Aim of the task: Can you substitute "label" for "dataset class" throughout the material below, keeping everything else unchanged and omitting the pictures?

[Region annotation entries]
^^^^

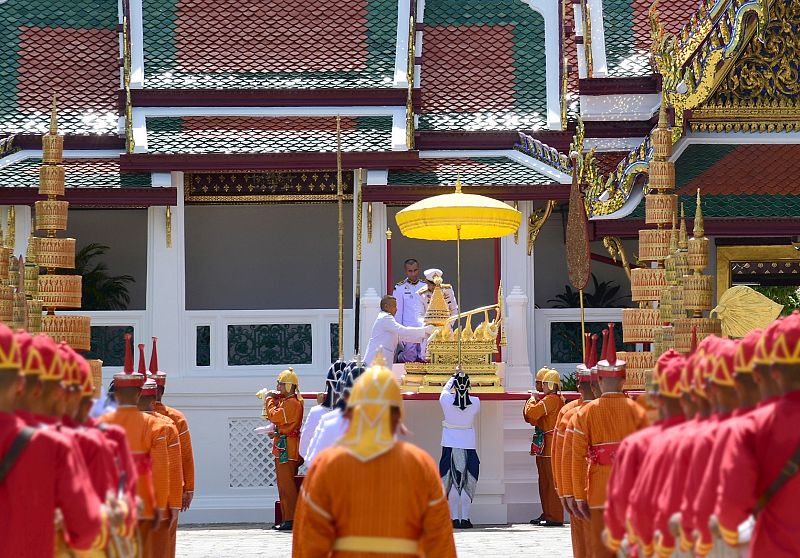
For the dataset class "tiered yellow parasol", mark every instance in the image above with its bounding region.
[396,180,522,369]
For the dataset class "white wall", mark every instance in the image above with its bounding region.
[185,203,353,310]
[66,209,147,310]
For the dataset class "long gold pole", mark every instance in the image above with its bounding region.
[353,169,366,362]
[456,225,462,372]
[579,289,586,355]
[336,116,344,360]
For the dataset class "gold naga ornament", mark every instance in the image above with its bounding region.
[711,285,783,337]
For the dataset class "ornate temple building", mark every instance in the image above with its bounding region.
[0,0,800,523]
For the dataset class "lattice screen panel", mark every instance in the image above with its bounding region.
[228,418,276,488]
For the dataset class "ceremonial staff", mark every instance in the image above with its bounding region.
[567,151,592,354]
[336,116,344,360]
[353,169,366,362]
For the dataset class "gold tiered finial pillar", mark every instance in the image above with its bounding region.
[620,99,678,389]
[28,95,91,351]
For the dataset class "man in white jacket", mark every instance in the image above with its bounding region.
[439,369,481,529]
[364,296,436,367]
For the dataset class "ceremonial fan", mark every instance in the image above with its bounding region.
[395,180,522,370]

^^^^

Solved problem:
For the label "tiered yellow parasol", mark every instance in the image above with its bounding region.
[396,180,522,369]
For the label "white wall", mark every instance in the image above with its bounding region.
[185,203,353,310]
[66,209,147,310]
For the label "long gold pole", mark every instance in the image above with its bounding region.
[353,169,366,362]
[456,225,462,372]
[579,289,586,355]
[336,116,344,360]
For the label "gold naga ornament", mark every instance in the image above with its bounding region.
[711,285,783,337]
For the label "ornate temple building", mark every instance in the image above with its bounding region.
[0,0,800,523]
For the label "lattice screen panel", mark every instance in the image above with its bounding region.
[228,418,276,488]
For the label "ceremonial staff", mark every instance in the image above with its bounding region.
[567,151,592,354]
[336,116,344,360]
[353,169,366,362]
For the label "gold tiered finial pillar", mark every instance in the image above with its bounding region.
[620,99,678,389]
[28,95,91,351]
For the label "man in white jacket", mark every instance in the image above with its bounding region.
[439,369,481,529]
[364,296,436,367]
For the label "ceremonial fan", mark every instance in the image above with its bounding region.
[395,180,522,370]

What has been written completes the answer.